- **Text excerpt**:
☆ ☆ ☆

These are the key concepts you need to understand to accurately answer the question.

Specific Heat Capacity
Specific heat capacity is a vital topic in understanding how substances respond to heat. It tells us how much energy is needed to raise the temperature of a unit mass of a substance by one degree Celsius (or Kelvin). For water, this value is particularly high at 4200 J/(kg·K).
This means water requires more heat energy compared to most other substances to achieve the same temperature increase.
This high specific heat capacity plays a crucial role in many applications, from cooking to industrial processes, where controlling heat is vital.
  • Energy Absorption: Water can absorb a lot of heat without a significant temperature rise, making it ideal for heating applications.
  • Protection Against Temperature Fluctuations: This property enables water to stabilize temperatures in environments, acting as a buffer against rapid changes.
In solving our problem, understanding the specific heat capacity of water helps us predict how much heat is needed to achieve the desired temperature change.
Temperature Difference
Temperature difference, often denoted by \(\Delta T\), is the change between two temperatures. It’s essential in calculating how much energy is needed for heating or cooling a material.

In our exercise, the temperature difference is calculated by subtracting the initial temperature of the water from the final temperature: 60°C - 20°C = \(40\, ^{\circ} \mathrm{C}\) or in Kelvin as well, since the size of degrees is the same, making it convenient.
  • Direct Relation: The larger the temperature difference, the more energy is typically required to change the temperature of the substance.
  • Practical Importance: Knowing the temperature difference helps in various practical applications, such as designing heating systems or evaluating the efficiency of thermal processes.

☆ ☆ ☆

(Region annotation data)
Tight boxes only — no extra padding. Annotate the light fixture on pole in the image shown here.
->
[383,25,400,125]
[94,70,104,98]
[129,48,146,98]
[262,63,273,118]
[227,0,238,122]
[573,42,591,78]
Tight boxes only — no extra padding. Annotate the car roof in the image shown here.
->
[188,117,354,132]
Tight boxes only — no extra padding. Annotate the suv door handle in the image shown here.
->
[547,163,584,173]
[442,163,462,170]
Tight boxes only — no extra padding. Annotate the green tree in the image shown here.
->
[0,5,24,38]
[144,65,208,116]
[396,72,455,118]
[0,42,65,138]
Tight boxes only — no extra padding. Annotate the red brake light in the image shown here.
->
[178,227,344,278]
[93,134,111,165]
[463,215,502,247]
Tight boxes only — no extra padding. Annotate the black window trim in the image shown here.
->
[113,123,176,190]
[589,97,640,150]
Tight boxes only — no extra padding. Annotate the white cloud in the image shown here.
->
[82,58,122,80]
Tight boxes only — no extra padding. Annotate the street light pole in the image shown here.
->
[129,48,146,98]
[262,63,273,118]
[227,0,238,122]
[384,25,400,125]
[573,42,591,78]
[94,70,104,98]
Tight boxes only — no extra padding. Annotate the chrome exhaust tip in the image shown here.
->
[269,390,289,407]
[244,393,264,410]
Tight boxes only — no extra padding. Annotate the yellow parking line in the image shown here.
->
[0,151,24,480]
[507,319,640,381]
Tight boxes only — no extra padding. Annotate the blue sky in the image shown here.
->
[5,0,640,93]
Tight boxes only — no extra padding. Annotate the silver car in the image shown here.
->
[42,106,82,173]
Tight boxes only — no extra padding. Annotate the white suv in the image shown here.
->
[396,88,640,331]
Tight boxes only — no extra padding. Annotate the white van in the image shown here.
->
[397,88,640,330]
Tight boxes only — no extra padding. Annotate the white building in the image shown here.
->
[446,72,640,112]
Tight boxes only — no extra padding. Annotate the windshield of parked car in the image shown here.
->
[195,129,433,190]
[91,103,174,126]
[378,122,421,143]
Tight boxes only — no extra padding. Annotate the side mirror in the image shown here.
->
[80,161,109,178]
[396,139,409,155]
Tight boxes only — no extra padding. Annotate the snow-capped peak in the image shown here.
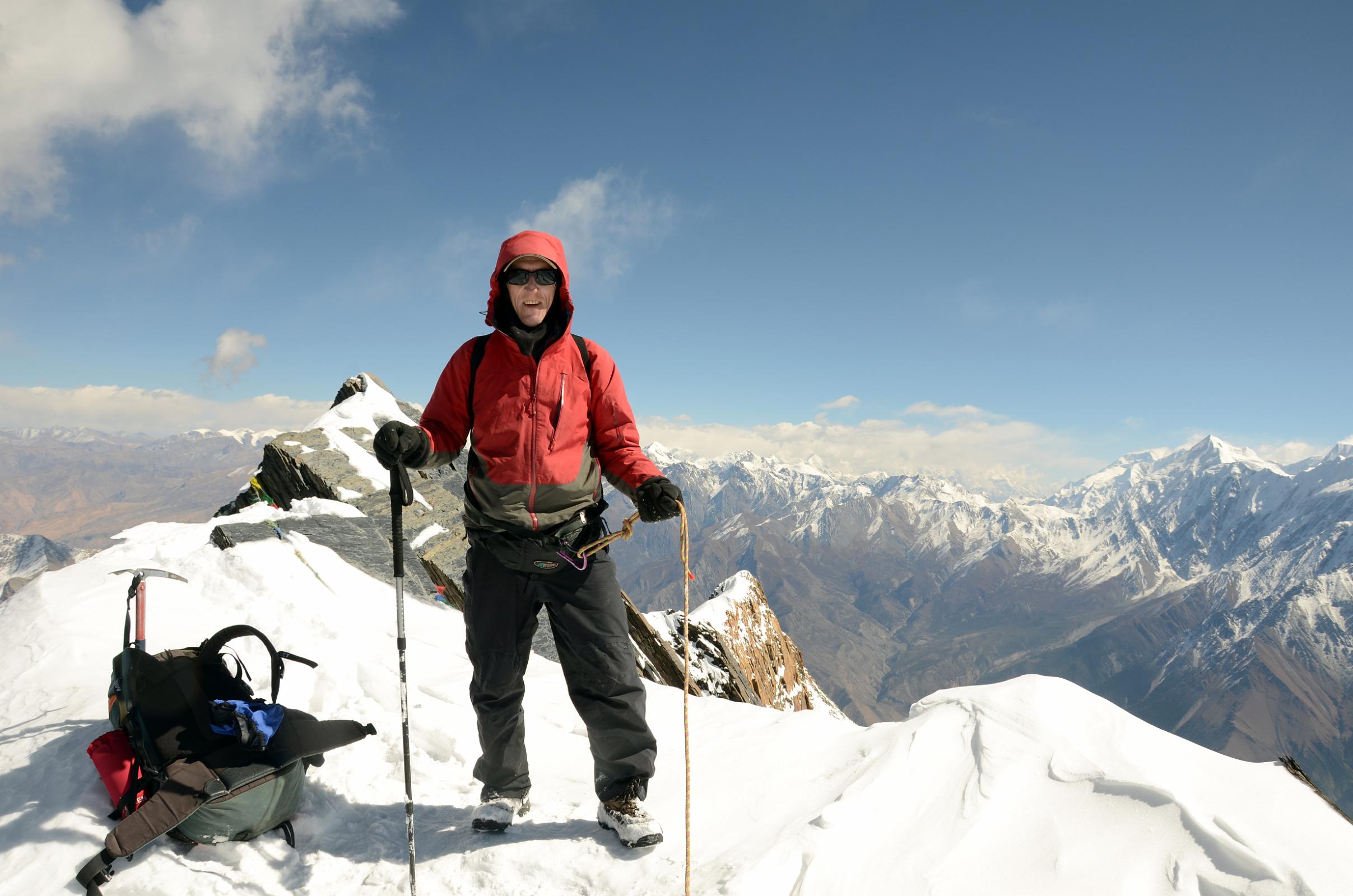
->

☆ ☆ ☆

Reproduce the specific heat explainer above word for word, from its opening sentence through its final bullet point.

These are the key concepts you need to understand to accurately answer the question.

Specific Heat Capacity
Specific heat capacity is a vital topic in understanding how substances respond to heat. It tells us how much energy is needed to raise the temperature of a unit mass of a substance by one degree Celsius (or Kelvin). For water, this value is particularly high at 4200 J/(kg·K).
This means water requires more heat energy compared to most other substances to achieve the same temperature increase.
This high specific heat capacity plays a crucial role in many applications, from cooking to industrial processes, where controlling heat is vital.
  • Energy Absorption: Water can absorb a lot of heat without a significant temperature rise, making it ideal for heating applications.
  • Protection Against Temperature Fluctuations: This property enables water to stabilize temperatures in environments, acting as a buffer against rapid changes.
In solving our problem, understanding the specific heat capacity of water helps us predict how much heat is needed to achieve the desired temperature change.
Temperature Difference
Temperature difference, often denoted by \(\Delta T\), is the change between two temperatures. It’s essential in calculating how much energy is needed for heating or cooling a material.

In our exercise, the temperature difference is calculated by subtracting the initial temperature of the water from the final temperature: 60°C - 20°C = \(40\, ^{\circ} \mathrm{C}\) or in Kelvin as well, since the size of degrees is the same, making it convenient.
  • Direct Relation: The larger the temperature difference, the more energy is typically required to change the temperature of the substance.
  • Practical Importance: Knowing the temperature difference helps in various practical applications, such as designing heating systems or evaluating the efficiency of thermal processes.